== What this task involves ==
Extract every line of the data that contains the string "painted", treating uppercase and lowercase as different.

== Material shown ==
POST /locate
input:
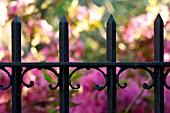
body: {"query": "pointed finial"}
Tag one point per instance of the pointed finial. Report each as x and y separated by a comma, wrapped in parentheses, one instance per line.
(111, 19)
(16, 20)
(158, 18)
(63, 19)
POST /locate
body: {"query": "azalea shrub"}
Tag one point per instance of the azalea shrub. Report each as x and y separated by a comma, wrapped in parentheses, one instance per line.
(87, 42)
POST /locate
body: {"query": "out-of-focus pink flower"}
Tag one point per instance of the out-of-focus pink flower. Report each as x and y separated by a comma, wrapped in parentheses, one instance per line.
(13, 8)
(81, 13)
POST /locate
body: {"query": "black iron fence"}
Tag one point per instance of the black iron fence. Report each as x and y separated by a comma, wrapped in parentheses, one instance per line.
(111, 77)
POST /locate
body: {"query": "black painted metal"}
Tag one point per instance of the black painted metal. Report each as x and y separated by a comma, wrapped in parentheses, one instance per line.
(111, 77)
(111, 71)
(16, 71)
(158, 71)
(64, 71)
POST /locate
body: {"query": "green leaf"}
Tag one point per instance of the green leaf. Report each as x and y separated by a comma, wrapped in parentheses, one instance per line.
(47, 77)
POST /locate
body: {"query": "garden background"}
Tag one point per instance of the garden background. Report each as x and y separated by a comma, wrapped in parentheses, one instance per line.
(87, 43)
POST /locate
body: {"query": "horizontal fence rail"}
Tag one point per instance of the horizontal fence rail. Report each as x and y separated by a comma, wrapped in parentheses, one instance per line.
(157, 73)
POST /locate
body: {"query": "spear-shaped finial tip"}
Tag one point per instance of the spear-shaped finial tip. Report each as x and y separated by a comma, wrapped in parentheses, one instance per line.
(63, 19)
(16, 20)
(111, 19)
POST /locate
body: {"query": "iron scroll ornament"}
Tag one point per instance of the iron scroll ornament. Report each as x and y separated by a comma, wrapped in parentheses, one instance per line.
(98, 87)
(32, 83)
(10, 77)
(145, 85)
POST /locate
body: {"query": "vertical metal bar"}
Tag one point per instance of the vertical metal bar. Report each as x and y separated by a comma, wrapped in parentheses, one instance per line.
(64, 71)
(16, 71)
(111, 71)
(158, 71)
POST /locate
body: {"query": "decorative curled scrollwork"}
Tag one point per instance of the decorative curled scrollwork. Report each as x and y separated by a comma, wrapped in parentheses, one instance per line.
(9, 84)
(145, 85)
(78, 85)
(165, 75)
(32, 83)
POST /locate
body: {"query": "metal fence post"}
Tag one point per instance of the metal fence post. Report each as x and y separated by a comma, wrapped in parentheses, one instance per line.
(111, 71)
(16, 71)
(64, 71)
(158, 71)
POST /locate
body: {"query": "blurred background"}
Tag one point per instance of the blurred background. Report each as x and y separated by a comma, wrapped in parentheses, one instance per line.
(87, 43)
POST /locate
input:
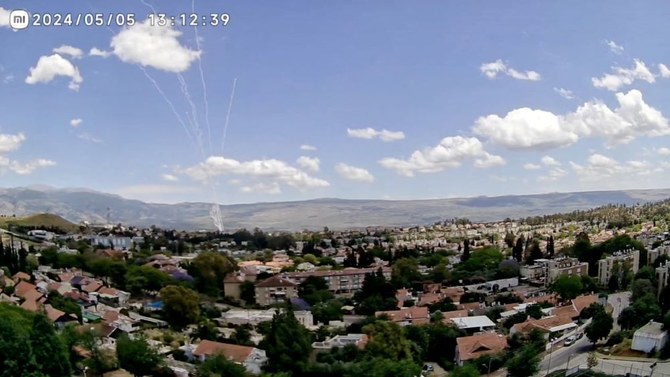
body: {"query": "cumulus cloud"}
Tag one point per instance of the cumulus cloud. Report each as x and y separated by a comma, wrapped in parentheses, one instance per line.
(530, 166)
(98, 52)
(309, 163)
(599, 168)
(353, 173)
(526, 128)
(371, 133)
(153, 46)
(624, 76)
(269, 168)
(614, 47)
(272, 188)
(565, 93)
(450, 153)
(48, 67)
(73, 52)
(549, 161)
(10, 143)
(664, 71)
(491, 70)
(169, 177)
(4, 17)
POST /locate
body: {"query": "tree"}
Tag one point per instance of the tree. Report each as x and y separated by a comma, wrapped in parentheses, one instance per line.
(287, 344)
(466, 250)
(567, 287)
(209, 269)
(220, 366)
(136, 356)
(524, 363)
(180, 305)
(600, 327)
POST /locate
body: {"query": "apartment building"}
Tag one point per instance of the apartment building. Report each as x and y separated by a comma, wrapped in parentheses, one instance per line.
(628, 257)
(345, 281)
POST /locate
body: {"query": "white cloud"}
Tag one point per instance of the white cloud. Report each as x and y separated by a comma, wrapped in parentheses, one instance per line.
(450, 153)
(272, 188)
(98, 52)
(29, 167)
(48, 67)
(4, 17)
(10, 143)
(169, 177)
(624, 76)
(615, 48)
(530, 166)
(73, 52)
(88, 137)
(526, 128)
(664, 71)
(353, 173)
(371, 133)
(307, 147)
(553, 175)
(309, 163)
(549, 161)
(491, 70)
(269, 168)
(565, 93)
(153, 46)
(600, 168)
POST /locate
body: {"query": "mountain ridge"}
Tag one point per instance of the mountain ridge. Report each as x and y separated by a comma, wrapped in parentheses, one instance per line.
(79, 204)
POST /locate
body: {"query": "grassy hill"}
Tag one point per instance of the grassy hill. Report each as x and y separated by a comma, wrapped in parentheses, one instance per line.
(45, 221)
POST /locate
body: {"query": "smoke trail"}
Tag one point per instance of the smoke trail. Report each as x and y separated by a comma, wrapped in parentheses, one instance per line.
(230, 106)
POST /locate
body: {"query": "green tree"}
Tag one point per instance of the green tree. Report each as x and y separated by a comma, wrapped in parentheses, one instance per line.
(567, 287)
(287, 343)
(600, 327)
(220, 366)
(180, 305)
(136, 356)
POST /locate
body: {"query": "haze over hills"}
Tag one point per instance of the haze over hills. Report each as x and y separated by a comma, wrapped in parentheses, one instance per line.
(83, 204)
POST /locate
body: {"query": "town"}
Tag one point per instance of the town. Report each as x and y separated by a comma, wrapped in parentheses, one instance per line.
(584, 293)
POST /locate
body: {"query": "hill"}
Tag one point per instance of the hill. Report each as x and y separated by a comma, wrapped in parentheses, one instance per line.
(40, 221)
(77, 205)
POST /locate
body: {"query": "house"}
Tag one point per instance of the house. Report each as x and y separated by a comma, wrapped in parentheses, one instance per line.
(473, 324)
(252, 358)
(649, 338)
(476, 346)
(275, 290)
(407, 316)
(358, 340)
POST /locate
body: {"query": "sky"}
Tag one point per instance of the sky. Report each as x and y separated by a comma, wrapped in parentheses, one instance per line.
(297, 100)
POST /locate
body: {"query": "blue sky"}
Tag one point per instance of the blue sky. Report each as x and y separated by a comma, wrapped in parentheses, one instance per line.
(339, 99)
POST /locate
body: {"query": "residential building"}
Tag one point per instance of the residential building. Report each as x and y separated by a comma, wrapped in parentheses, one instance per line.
(276, 290)
(348, 280)
(662, 273)
(473, 324)
(252, 358)
(407, 316)
(628, 257)
(475, 346)
(649, 338)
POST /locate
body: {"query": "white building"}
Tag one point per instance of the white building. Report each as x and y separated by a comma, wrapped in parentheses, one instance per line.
(649, 338)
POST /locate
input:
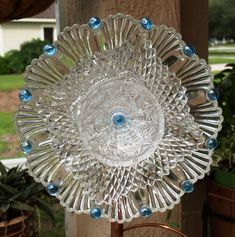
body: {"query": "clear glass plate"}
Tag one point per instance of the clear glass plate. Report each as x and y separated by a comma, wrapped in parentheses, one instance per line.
(119, 118)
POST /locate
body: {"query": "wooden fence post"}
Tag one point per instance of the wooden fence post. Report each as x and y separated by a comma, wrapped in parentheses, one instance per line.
(188, 17)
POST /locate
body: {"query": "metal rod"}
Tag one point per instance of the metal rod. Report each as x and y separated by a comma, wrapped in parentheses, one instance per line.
(116, 229)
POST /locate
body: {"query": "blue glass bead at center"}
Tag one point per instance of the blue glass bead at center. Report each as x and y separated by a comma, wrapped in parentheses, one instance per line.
(49, 50)
(146, 23)
(25, 95)
(26, 147)
(119, 120)
(52, 189)
(145, 211)
(95, 212)
(187, 186)
(94, 23)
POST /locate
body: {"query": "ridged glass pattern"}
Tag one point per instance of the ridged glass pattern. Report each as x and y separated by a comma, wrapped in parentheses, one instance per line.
(119, 118)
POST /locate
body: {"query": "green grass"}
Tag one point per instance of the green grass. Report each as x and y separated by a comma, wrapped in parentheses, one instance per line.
(222, 54)
(220, 60)
(7, 123)
(11, 82)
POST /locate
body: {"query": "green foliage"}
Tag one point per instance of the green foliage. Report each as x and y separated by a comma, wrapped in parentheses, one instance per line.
(15, 61)
(224, 156)
(20, 193)
(7, 123)
(221, 19)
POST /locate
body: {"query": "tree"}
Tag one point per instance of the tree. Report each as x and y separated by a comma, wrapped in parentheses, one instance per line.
(221, 19)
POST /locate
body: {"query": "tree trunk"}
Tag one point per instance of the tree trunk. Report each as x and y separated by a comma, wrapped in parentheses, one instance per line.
(188, 17)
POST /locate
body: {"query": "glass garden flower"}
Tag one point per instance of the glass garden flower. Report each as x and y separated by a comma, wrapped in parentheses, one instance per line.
(118, 118)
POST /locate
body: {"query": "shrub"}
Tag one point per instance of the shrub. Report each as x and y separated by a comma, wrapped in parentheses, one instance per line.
(15, 61)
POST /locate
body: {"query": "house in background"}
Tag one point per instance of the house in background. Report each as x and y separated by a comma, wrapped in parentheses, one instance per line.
(14, 33)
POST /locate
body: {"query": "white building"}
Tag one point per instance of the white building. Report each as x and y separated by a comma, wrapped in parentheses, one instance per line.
(14, 33)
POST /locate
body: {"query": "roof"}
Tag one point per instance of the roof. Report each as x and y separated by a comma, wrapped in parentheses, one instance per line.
(49, 13)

== Answer ==
body: {"query": "black painted metal"}
Tag one point per instance of the black painted metal. Report each as x and y separated by a comma, wrapped in parentheses, one instance per line.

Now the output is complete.